GIVEN PROBLEM :: Report every line of the material below that contains the string "bathroom", copying each such line in full. The match is case-sensitive.
** start RECORDS FOR THIS TASK **
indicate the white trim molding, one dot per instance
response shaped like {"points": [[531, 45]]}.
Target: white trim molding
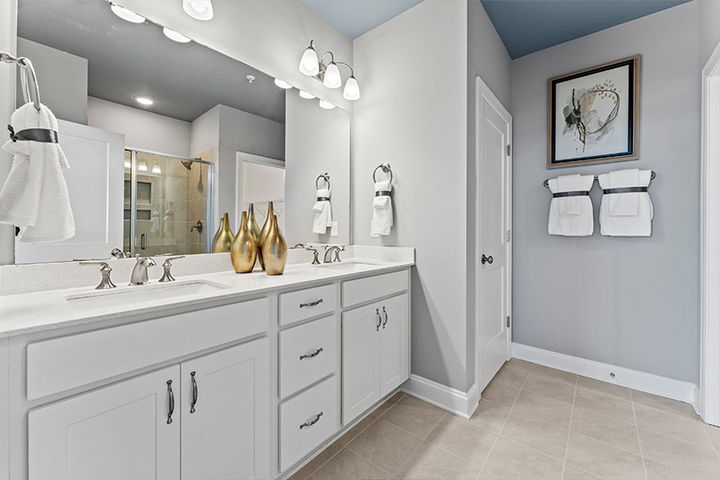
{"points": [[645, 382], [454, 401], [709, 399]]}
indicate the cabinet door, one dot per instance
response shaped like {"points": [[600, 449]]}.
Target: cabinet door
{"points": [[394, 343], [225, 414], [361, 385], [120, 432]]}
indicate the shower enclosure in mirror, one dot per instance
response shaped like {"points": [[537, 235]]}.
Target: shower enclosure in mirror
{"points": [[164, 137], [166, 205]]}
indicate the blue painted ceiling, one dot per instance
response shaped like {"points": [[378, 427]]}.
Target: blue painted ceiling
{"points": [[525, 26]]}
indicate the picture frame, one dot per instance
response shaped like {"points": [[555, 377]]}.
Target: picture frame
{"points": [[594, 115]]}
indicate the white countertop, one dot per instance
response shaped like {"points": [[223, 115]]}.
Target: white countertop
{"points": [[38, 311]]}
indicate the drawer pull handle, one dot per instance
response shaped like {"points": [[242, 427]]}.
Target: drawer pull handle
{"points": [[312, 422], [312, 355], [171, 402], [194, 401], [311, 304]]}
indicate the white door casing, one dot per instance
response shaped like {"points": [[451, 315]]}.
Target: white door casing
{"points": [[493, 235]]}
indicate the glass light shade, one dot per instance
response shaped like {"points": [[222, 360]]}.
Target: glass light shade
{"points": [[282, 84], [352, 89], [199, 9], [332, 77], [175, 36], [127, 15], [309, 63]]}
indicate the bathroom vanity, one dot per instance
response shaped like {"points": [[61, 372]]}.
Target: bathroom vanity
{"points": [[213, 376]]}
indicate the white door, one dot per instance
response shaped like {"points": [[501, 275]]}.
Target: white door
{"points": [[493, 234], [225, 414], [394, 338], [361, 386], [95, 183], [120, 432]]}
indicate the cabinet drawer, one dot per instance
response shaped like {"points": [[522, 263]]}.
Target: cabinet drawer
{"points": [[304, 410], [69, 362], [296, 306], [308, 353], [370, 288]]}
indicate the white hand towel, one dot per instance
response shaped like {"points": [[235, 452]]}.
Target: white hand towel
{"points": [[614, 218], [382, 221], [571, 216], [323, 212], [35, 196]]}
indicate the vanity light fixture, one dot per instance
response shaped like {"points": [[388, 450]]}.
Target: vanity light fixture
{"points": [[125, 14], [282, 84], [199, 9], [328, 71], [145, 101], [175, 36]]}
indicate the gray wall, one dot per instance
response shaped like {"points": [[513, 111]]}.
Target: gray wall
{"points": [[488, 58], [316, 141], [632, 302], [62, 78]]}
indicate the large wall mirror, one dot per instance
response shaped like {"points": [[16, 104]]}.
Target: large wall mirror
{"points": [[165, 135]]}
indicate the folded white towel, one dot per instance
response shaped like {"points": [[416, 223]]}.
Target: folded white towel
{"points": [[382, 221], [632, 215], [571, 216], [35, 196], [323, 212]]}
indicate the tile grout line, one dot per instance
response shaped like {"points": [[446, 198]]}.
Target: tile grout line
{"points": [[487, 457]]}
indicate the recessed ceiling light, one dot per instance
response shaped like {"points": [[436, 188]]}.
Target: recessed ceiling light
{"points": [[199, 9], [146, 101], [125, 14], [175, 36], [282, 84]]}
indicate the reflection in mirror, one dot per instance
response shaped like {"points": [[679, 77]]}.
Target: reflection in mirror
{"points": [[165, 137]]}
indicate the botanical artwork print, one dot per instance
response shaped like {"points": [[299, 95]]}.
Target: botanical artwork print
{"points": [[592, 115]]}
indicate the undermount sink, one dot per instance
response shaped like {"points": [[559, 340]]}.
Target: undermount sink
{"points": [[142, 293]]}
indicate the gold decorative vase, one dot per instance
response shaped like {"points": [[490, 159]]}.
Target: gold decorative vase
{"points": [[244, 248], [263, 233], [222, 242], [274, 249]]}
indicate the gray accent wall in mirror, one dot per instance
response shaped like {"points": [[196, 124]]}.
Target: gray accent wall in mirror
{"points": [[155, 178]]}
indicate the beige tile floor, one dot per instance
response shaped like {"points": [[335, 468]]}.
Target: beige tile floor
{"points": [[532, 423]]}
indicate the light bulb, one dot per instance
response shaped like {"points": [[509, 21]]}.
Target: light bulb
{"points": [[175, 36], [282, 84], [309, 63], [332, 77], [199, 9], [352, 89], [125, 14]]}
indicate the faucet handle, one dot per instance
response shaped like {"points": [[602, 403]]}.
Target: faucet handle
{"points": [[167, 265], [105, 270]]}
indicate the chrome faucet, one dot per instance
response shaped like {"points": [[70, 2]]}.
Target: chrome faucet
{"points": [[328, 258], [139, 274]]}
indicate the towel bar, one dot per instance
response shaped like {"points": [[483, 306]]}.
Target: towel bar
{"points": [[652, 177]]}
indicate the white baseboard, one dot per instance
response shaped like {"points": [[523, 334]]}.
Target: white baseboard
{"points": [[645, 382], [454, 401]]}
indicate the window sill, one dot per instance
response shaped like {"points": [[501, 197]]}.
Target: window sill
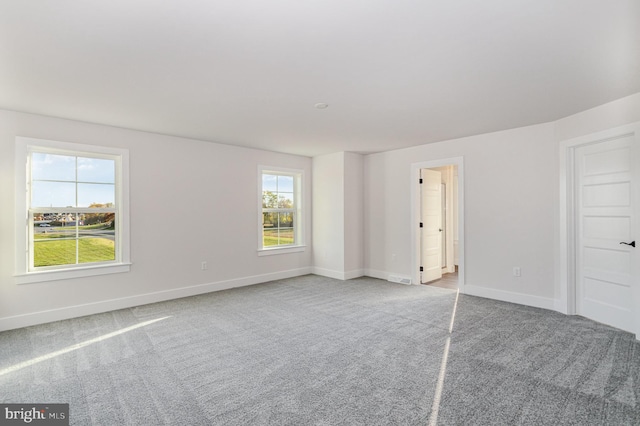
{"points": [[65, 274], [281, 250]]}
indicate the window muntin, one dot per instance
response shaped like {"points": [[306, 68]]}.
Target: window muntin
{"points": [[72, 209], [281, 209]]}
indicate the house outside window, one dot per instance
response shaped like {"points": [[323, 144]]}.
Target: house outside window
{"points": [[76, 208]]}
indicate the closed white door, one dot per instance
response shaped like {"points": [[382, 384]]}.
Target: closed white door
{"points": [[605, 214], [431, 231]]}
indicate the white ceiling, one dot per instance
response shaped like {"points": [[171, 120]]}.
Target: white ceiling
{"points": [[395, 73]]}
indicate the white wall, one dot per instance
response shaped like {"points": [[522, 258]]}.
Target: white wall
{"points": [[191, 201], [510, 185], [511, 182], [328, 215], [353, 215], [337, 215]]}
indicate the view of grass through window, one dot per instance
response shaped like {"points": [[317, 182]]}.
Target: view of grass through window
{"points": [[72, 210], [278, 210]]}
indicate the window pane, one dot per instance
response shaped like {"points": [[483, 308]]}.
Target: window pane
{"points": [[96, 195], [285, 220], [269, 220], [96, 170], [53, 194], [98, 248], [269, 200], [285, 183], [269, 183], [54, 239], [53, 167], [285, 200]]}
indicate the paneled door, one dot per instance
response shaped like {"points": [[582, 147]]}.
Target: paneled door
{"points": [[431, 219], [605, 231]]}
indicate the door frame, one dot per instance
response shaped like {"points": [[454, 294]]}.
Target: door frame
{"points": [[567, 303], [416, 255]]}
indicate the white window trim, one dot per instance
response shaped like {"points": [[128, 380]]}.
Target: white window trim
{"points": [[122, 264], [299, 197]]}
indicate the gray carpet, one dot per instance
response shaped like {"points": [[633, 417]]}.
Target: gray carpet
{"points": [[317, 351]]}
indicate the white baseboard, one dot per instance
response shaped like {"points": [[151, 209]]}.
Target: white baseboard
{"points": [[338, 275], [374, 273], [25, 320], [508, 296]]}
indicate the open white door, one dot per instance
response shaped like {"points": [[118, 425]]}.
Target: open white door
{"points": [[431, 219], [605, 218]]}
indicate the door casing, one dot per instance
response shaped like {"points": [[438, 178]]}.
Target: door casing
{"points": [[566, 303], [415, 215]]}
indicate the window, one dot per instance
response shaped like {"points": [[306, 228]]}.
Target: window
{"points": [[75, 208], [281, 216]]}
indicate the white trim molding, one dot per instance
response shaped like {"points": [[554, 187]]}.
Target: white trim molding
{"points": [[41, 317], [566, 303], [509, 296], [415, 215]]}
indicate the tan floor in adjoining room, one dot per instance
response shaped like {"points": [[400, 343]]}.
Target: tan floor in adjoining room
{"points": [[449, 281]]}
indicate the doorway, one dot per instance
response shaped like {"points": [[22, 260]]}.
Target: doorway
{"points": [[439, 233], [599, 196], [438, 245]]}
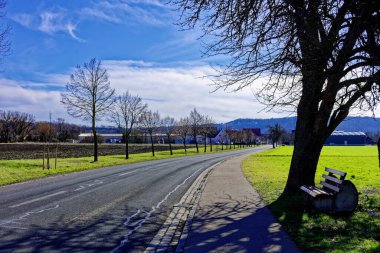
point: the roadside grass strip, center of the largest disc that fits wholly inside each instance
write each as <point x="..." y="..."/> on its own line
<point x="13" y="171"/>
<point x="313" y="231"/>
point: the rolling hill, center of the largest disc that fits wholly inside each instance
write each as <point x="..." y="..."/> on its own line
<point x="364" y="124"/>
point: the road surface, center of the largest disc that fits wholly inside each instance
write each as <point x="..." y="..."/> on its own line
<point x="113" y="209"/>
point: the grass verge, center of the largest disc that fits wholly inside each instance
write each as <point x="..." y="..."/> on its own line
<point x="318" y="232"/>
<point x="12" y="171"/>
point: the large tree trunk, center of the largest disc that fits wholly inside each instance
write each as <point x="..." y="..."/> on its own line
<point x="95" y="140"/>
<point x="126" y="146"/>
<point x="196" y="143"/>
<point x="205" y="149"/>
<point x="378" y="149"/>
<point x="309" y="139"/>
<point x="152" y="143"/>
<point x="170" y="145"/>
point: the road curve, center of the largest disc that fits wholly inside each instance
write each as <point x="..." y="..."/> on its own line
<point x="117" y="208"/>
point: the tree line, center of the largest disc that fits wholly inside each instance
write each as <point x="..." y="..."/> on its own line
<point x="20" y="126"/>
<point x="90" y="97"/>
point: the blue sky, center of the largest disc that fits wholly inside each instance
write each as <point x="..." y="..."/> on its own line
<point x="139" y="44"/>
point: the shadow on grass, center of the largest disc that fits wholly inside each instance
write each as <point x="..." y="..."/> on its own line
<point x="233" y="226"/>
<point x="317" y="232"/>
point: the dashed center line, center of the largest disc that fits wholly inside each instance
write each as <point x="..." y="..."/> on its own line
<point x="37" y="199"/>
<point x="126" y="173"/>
** end RECORDS FOR THIS TASK **
** start RECORDS FOR THIS TASK **
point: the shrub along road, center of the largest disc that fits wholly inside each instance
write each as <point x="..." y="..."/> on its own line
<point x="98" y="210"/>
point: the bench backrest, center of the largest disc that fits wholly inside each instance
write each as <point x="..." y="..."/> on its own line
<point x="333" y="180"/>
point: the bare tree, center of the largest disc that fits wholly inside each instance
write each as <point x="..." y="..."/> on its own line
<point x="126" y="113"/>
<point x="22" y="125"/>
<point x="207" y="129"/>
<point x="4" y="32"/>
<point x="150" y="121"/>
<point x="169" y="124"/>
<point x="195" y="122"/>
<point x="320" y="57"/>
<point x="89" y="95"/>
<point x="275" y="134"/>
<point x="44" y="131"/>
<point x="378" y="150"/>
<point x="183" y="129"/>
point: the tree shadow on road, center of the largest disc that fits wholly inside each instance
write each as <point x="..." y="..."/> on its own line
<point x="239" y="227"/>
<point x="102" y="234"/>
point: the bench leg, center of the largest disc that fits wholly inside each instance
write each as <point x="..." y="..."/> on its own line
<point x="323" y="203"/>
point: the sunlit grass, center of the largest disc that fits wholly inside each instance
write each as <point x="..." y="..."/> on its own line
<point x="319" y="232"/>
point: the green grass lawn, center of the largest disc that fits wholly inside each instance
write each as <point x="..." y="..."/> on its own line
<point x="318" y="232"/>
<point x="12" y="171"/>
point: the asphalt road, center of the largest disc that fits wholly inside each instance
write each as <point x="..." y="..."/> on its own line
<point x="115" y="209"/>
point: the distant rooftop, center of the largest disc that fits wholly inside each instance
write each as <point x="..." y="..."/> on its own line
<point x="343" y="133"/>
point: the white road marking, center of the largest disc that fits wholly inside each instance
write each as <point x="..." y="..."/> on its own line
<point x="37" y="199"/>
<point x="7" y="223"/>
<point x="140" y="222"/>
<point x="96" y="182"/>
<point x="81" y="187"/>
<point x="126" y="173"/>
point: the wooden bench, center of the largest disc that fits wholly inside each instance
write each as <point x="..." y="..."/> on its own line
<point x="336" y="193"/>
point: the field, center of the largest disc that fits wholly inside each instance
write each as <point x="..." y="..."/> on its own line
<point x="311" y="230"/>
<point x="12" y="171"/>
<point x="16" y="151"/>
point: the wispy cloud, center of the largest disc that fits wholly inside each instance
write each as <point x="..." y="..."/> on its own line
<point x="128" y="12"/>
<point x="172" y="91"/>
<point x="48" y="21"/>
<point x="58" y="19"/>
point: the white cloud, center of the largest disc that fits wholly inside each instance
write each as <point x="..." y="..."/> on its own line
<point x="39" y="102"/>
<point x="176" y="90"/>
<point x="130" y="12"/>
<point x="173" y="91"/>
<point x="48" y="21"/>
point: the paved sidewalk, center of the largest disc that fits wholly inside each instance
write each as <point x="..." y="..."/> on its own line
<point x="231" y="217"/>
** end RECORDS FOR THIS TASK **
SOLUTION FOR THIS EXERCISE ::
indicate the bathroom vanity, one dot per instance
Target: bathroom vanity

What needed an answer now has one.